## SHORT EXERCISE
Copy out word for word the part of the items below that opens with the line containing "the blue patch" and closes with the line containing "x=278 y=132", both of those lines included.
-- BEGIN SOURCE DATA --
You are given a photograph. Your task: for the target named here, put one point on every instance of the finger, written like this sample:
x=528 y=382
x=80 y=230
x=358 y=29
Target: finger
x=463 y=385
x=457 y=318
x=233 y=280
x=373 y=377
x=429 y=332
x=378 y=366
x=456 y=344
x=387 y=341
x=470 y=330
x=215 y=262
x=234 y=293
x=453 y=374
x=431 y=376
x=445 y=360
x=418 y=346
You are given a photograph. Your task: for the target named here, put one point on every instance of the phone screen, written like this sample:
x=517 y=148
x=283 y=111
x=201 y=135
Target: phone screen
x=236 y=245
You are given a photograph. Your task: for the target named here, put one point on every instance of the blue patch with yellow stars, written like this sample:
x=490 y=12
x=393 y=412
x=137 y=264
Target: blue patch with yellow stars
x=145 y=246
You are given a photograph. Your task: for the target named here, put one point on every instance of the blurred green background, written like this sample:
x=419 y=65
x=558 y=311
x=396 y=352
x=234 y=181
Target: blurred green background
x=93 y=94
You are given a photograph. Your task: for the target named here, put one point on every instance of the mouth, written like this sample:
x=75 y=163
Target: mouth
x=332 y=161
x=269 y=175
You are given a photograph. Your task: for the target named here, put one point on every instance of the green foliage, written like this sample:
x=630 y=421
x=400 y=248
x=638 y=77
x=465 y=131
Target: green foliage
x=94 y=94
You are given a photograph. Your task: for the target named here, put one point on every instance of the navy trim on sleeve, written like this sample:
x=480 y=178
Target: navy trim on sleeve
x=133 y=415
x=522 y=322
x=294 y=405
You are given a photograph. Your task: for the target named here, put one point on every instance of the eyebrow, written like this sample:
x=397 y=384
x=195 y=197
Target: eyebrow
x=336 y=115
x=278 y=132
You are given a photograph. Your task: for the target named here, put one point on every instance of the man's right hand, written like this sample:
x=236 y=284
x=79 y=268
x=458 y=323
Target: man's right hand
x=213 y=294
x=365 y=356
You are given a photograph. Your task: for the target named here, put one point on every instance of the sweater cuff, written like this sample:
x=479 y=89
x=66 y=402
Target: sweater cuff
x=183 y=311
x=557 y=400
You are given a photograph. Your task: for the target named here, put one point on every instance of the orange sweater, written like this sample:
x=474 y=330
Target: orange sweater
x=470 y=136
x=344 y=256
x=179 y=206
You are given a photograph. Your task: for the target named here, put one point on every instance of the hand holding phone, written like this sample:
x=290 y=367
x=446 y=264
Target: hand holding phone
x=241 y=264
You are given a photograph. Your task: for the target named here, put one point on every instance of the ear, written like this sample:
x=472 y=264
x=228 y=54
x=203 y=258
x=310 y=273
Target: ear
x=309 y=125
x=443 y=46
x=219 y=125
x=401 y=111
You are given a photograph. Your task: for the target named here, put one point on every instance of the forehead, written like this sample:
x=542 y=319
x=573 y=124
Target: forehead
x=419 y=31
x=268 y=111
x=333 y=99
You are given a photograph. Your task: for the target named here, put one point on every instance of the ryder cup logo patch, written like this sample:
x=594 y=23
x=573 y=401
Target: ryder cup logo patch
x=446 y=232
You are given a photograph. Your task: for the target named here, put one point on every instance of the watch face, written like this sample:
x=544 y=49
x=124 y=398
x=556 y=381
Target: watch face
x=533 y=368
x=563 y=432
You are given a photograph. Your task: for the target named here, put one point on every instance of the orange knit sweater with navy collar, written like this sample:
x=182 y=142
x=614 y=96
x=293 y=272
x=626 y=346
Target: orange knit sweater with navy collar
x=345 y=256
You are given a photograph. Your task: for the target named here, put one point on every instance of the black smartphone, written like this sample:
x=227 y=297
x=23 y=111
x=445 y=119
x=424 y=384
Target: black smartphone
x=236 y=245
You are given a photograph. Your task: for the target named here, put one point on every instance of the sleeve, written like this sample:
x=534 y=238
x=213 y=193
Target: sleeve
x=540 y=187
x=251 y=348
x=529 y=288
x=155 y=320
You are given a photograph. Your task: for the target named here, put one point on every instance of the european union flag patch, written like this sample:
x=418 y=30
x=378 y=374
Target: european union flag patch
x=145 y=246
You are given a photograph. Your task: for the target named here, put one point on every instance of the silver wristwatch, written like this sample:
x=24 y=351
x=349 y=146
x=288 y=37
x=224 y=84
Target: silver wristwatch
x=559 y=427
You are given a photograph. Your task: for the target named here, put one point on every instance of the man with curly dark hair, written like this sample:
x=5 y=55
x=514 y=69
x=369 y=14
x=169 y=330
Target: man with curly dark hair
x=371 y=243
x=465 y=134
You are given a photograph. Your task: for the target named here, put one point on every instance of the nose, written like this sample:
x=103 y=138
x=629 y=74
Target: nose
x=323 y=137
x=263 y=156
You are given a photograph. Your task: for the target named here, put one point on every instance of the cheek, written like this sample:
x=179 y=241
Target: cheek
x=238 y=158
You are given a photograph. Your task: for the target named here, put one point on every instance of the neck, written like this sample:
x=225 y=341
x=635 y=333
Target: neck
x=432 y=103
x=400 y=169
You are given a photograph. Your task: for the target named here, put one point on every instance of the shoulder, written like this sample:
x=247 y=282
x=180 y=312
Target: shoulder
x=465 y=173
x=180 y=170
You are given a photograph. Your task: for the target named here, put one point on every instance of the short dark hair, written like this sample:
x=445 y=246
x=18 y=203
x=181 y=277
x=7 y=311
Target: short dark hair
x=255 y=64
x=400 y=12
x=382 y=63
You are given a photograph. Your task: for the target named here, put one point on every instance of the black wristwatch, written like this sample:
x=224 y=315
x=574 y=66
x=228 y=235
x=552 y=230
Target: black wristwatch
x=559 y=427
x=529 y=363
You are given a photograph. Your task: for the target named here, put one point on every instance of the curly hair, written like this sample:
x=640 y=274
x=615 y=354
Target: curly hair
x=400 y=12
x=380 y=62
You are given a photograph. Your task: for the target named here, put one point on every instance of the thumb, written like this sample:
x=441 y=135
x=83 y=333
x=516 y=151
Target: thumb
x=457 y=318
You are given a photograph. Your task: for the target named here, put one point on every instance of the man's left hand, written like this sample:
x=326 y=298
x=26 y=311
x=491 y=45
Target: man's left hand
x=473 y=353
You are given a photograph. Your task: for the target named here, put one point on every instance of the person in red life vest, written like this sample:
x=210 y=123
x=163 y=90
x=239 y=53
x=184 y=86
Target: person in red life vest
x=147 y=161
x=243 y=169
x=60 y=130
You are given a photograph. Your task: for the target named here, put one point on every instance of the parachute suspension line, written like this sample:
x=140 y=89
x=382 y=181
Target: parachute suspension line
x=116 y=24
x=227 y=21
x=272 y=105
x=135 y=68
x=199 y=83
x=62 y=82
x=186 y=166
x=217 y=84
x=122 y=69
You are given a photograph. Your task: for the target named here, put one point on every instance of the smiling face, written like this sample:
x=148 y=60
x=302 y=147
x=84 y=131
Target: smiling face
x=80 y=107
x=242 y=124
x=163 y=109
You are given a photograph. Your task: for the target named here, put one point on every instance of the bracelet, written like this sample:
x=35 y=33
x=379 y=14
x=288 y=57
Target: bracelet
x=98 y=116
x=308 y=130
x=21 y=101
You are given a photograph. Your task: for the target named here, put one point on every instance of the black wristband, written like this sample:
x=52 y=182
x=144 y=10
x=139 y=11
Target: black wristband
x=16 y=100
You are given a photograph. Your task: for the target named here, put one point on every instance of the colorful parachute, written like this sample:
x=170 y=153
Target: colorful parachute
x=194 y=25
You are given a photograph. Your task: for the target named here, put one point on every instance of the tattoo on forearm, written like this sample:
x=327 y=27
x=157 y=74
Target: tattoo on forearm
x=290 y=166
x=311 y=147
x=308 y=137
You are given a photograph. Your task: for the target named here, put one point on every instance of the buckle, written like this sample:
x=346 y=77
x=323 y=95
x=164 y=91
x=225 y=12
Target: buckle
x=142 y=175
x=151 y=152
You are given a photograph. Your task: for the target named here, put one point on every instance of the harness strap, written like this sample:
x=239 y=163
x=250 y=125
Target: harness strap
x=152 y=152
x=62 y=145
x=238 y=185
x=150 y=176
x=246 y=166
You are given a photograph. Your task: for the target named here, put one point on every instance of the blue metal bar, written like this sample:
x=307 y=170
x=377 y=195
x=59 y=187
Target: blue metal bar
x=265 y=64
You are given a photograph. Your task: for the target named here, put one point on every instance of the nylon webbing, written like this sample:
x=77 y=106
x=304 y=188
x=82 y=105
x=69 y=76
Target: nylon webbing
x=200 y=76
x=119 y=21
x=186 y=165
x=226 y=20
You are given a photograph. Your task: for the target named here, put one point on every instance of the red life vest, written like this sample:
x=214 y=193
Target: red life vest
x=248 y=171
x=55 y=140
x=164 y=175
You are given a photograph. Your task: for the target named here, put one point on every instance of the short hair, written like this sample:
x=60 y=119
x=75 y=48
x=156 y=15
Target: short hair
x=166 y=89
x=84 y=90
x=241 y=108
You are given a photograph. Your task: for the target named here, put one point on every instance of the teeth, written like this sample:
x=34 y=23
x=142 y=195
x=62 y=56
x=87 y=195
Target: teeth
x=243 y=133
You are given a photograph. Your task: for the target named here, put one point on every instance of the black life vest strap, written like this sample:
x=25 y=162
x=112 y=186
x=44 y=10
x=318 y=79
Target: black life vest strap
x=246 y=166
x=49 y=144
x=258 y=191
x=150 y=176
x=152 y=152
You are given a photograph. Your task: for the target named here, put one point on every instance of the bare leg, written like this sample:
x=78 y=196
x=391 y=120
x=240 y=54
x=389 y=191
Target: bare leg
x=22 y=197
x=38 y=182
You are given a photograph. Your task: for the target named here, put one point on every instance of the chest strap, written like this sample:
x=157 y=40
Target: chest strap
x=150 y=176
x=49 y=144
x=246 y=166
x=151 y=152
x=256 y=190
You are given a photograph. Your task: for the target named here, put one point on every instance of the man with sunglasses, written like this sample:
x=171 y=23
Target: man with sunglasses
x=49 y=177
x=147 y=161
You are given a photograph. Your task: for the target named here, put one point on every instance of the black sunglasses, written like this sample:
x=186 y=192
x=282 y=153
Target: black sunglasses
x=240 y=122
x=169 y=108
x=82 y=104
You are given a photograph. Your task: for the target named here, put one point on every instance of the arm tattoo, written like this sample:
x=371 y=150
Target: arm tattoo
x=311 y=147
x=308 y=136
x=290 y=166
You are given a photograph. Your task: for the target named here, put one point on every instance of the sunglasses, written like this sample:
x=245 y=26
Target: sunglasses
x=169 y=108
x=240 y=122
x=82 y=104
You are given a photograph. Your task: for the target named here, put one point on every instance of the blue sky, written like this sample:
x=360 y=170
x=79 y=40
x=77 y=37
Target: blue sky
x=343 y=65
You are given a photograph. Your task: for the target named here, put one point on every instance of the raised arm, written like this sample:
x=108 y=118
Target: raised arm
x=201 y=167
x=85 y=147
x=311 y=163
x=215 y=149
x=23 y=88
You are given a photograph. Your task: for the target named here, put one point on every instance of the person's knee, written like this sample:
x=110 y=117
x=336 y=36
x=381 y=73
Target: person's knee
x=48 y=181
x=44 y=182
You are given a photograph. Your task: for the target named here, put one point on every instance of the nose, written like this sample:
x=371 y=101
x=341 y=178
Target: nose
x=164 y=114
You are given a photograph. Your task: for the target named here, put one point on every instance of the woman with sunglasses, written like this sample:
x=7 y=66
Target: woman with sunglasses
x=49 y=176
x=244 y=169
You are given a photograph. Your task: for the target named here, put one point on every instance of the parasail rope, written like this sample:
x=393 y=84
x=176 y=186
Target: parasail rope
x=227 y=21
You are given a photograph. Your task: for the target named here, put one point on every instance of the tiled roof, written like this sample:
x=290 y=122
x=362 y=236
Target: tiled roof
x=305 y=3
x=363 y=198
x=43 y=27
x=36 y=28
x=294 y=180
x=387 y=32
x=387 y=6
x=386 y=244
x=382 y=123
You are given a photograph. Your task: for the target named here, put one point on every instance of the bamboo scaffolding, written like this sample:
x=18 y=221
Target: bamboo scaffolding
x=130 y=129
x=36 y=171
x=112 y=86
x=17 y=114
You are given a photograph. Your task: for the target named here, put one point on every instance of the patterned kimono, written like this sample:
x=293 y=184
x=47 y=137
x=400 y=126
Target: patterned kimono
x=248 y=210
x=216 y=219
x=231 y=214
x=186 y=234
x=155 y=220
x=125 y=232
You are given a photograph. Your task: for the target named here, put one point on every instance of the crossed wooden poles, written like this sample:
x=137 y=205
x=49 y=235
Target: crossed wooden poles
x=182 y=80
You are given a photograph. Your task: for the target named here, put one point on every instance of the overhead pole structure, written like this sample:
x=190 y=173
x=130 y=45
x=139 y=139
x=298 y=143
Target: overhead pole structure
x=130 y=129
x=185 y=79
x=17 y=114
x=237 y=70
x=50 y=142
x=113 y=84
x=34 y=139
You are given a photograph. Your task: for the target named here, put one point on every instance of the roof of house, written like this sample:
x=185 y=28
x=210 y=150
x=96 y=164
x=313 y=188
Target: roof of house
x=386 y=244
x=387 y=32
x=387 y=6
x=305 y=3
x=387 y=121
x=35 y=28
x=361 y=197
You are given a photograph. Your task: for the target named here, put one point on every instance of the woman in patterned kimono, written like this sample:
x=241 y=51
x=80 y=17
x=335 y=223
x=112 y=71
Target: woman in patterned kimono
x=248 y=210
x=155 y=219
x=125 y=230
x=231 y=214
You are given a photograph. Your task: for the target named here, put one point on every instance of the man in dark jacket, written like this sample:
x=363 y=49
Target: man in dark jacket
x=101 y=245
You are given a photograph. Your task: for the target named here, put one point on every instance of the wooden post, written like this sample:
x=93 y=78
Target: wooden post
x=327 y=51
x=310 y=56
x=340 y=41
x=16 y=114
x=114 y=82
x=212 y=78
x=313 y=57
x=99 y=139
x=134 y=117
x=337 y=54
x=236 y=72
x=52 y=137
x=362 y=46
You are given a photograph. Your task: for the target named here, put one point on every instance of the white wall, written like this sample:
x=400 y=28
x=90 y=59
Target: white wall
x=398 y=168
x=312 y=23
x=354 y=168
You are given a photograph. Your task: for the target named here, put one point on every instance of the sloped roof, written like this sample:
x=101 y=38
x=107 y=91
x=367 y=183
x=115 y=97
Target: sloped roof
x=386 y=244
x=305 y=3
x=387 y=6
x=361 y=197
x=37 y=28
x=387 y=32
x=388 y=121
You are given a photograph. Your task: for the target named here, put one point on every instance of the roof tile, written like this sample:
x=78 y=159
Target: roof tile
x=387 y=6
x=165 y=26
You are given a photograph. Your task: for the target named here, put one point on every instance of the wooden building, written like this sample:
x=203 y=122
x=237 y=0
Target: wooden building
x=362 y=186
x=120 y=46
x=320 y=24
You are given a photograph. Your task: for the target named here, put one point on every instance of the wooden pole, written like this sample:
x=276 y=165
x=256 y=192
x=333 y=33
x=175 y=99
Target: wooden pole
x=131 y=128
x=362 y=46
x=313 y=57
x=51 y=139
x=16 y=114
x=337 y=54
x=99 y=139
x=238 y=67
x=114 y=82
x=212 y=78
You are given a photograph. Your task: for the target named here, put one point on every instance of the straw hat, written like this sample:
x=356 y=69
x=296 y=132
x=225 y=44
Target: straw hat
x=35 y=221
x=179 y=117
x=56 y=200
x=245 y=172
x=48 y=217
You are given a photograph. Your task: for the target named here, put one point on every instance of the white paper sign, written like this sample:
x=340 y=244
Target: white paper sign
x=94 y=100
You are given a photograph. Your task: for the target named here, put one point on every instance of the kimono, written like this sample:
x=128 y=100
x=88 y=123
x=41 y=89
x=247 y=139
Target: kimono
-- END SOURCE DATA --
## OUTPUT
You are given a photograph. Your task: for the target named here, put one point on every instance of the blue patch with yellow stars, written like this sample:
x=490 y=12
x=393 y=412
x=137 y=264
Target: blue patch with yellow stars
x=145 y=246
You are given a photograph. Your task: for the target named here, put one point on every instance of the blurred green background, written like this sample:
x=419 y=65
x=558 y=311
x=396 y=352
x=234 y=181
Target: blurred green background
x=93 y=94
You are given a photograph. Your task: for the target named here, put one point on every instance of the mouth, written like this sample:
x=75 y=163
Target: mouth
x=332 y=161
x=269 y=175
You are given a photograph. Your task: for the target named here, put one point on every instance of the green foliage, written like this sample:
x=630 y=421
x=400 y=248
x=638 y=77
x=465 y=131
Target: green foliage
x=94 y=94
You are given a photograph. Your task: for the target named here, put one point on every instance of the navy trim on sleeve, written like this sample:
x=480 y=178
Target: navy trim on sleeve
x=133 y=415
x=522 y=322
x=294 y=405
You are given a photograph. Your task: for the target named here, put one point on every instance of the eyebrow, written like this sample:
x=397 y=384
x=195 y=197
Target: eyebrow
x=336 y=115
x=278 y=132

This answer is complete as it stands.